EXERCISE OBJECTIVE: Express as a JSON list of strings, one string per line and with blank lines omitted, the lines of the records starting at the line that contains "Task: locate the sky" and ending at the line that contains "column 108, row 163", both included.

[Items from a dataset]
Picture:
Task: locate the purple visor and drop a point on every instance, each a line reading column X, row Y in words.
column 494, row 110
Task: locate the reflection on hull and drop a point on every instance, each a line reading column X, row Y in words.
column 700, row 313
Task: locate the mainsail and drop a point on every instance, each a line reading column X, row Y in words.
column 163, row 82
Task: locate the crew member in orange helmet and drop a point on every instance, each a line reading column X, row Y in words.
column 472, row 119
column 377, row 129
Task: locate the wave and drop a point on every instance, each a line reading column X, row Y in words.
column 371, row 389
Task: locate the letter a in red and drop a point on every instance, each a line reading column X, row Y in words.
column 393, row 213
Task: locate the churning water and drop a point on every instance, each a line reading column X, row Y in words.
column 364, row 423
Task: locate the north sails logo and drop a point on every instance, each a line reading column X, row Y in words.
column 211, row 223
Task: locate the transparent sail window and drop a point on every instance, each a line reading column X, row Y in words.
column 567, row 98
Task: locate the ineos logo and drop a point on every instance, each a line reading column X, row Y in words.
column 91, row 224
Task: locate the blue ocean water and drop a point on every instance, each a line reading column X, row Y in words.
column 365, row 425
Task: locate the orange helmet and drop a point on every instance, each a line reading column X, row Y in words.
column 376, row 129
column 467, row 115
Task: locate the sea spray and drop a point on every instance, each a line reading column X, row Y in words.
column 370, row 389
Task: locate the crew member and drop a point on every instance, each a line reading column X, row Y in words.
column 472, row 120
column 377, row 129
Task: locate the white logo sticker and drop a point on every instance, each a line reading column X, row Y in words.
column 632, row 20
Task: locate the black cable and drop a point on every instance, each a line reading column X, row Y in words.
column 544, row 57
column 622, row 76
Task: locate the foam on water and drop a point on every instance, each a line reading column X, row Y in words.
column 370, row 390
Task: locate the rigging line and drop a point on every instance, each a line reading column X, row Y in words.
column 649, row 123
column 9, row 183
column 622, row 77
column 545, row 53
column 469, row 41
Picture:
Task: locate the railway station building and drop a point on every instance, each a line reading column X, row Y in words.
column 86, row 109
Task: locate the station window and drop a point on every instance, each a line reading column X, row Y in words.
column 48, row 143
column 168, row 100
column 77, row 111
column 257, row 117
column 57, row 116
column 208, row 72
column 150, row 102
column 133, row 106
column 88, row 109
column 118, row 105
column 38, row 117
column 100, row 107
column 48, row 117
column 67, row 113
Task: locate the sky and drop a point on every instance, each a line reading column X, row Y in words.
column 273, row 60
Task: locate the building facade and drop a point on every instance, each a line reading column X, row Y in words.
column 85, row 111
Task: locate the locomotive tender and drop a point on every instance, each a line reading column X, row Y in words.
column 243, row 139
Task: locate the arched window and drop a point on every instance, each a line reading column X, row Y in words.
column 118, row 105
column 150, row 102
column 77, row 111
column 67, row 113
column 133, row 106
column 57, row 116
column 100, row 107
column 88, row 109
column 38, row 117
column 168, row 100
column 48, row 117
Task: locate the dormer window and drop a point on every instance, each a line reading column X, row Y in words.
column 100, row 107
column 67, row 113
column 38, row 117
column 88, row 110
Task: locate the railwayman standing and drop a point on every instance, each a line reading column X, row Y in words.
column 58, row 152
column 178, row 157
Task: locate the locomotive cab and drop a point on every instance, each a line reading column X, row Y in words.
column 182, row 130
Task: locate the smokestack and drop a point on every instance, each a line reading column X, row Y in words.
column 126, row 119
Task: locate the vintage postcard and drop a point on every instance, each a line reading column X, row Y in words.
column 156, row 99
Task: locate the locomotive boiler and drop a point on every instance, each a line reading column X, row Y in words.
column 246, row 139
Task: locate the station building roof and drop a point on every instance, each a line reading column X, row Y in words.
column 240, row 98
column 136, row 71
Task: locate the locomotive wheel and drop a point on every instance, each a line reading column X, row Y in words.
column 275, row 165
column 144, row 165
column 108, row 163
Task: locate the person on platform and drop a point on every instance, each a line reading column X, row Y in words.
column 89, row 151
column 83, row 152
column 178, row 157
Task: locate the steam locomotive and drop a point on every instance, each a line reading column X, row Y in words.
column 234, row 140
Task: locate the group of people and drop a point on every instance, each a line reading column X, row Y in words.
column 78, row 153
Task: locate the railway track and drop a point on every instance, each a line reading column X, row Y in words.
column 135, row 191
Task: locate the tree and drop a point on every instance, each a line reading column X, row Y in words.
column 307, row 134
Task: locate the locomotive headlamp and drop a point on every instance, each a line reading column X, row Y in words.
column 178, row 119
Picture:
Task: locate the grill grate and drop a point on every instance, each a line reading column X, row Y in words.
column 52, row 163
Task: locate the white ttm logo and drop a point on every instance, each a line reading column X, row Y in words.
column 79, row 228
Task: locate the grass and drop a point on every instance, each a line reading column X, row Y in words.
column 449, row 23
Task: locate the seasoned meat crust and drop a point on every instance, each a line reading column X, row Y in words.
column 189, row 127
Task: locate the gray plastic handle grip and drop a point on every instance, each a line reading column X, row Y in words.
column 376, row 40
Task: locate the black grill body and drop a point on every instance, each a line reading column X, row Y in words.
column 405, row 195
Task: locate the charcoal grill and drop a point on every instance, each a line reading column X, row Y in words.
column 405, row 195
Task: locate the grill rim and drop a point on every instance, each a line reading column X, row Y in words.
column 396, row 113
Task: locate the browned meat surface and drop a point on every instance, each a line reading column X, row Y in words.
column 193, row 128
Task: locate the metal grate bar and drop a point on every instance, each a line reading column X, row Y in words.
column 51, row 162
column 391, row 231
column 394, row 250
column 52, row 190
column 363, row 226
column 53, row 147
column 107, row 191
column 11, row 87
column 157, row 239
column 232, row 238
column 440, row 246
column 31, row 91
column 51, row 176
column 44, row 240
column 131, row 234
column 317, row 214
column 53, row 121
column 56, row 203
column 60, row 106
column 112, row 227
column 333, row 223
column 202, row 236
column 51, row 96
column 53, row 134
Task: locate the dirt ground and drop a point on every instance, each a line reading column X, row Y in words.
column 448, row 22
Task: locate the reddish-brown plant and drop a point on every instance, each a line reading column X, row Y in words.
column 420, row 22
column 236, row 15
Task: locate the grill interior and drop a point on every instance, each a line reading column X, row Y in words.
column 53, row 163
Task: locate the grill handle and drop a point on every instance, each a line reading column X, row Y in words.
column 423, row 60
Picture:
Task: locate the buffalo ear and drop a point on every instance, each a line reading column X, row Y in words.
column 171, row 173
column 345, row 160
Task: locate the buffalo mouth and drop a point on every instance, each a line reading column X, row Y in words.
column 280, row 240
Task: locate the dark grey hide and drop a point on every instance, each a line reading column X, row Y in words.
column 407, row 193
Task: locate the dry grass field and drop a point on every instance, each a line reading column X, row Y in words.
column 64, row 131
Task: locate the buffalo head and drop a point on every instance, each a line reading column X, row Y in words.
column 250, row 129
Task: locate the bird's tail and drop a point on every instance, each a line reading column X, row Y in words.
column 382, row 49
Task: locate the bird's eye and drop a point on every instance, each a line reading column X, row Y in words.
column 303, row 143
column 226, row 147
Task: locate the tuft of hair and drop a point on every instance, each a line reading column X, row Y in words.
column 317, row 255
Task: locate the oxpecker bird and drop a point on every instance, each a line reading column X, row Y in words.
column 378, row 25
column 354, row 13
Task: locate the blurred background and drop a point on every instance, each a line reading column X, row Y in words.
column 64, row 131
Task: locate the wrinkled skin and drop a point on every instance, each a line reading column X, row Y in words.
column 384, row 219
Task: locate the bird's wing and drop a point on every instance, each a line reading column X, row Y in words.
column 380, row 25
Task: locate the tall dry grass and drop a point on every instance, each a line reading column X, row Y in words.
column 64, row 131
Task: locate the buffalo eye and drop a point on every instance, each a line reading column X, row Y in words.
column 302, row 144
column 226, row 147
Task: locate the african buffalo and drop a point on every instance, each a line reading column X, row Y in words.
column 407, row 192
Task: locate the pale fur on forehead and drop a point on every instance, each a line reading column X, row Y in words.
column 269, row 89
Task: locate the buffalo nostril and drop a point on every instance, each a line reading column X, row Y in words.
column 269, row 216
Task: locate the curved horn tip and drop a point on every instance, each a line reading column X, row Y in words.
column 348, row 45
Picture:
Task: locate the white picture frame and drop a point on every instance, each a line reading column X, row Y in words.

SOLUTION:
[
  "Task: locate the sky and drop a point on every instance, each a line reading column X, row Y in words.",
  "column 273, row 60",
  "Task: locate the building facade and drop a point on every instance, each a line reading column X, row Y in words.",
  "column 85, row 111",
  "Task: locate the locomotive tender and drop a point on every instance, each a line reading column X, row Y in words.",
  "column 243, row 139",
  "Task: locate the arched window and drop a point on every instance, each a line reading column X, row Y in words.",
  "column 118, row 105",
  "column 150, row 102",
  "column 77, row 111",
  "column 67, row 113",
  "column 133, row 106",
  "column 57, row 116",
  "column 100, row 107",
  "column 88, row 109",
  "column 38, row 117",
  "column 168, row 100",
  "column 48, row 117",
  "Task: locate the dormer window and drop a point on every instance, each a line reading column X, row Y in words.",
  "column 100, row 107",
  "column 67, row 113",
  "column 38, row 117",
  "column 88, row 110",
  "Task: locate the railwayman standing and drop a point on every instance, each a line reading column X, row Y in words.",
  "column 58, row 152",
  "column 178, row 157",
  "Task: locate the locomotive cab and drop a point on every instance, each a line reading column X, row Y in words.",
  "column 182, row 130",
  "Task: locate the smokestack and drop a point on every instance, each a line reading column X, row Y in words.",
  "column 126, row 119",
  "Task: locate the vintage postcard and drop a point on every instance, each a line reading column X, row Y in words.",
  "column 156, row 99",
  "Task: locate the locomotive boiler and drop a point on every instance, each a line reading column X, row Y in words.",
  "column 246, row 139",
  "Task: locate the station building roof and drop a point on every instance, each a line reading column X, row Y in words.",
  "column 240, row 98",
  "column 136, row 71",
  "Task: locate the locomotive wheel and drop a point on every instance, each a line reading column X, row Y in words.",
  "column 275, row 165",
  "column 144, row 165",
  "column 108, row 163"
]